(READING PASSAGE Opens)

As chief of Covington’s white-collar department, Breuer was known for his “rogues’ gallery” of corporations and individuals under investigation or indictment. His clients included Halliburton, the Federal Home Loan Mortgage Corporation (Freddie Mac), Exxon Mobil, and big pharmaceutical companies. He also represented Canadian mogul Eugene Melnyk, who was charged with accounting fraud by the SEC, and the lieutenant governor of American Samoa, who was indicted for bribery and bid-rigging. Breuer represented so many companies that had problems with the federal government that the Department of Justice promised to erect “Chinese walls” around him to keep him from traipsing into his former clients’ matters. Nevertheless, the napping Senate confirmed him by 88-0.

(READING PASSAGE Closes)

Answer these questions from the passage about Breuer:
(a) Which department at Covington did Breuer head?
(b) What was Eugene Melnyk charged with, and by whom?
(c) What was the Senate vote to confirm Breuer?

(SUPPLIED MATERIAL Opens)

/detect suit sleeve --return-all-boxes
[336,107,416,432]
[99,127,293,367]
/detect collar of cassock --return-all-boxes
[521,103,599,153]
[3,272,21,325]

(SUPPLIED MATERIAL Closes)

## WRITTEN ANSWER
(a) The white-collar department.
(b) Accounting fraud, by the SEC.
(c) 88-0.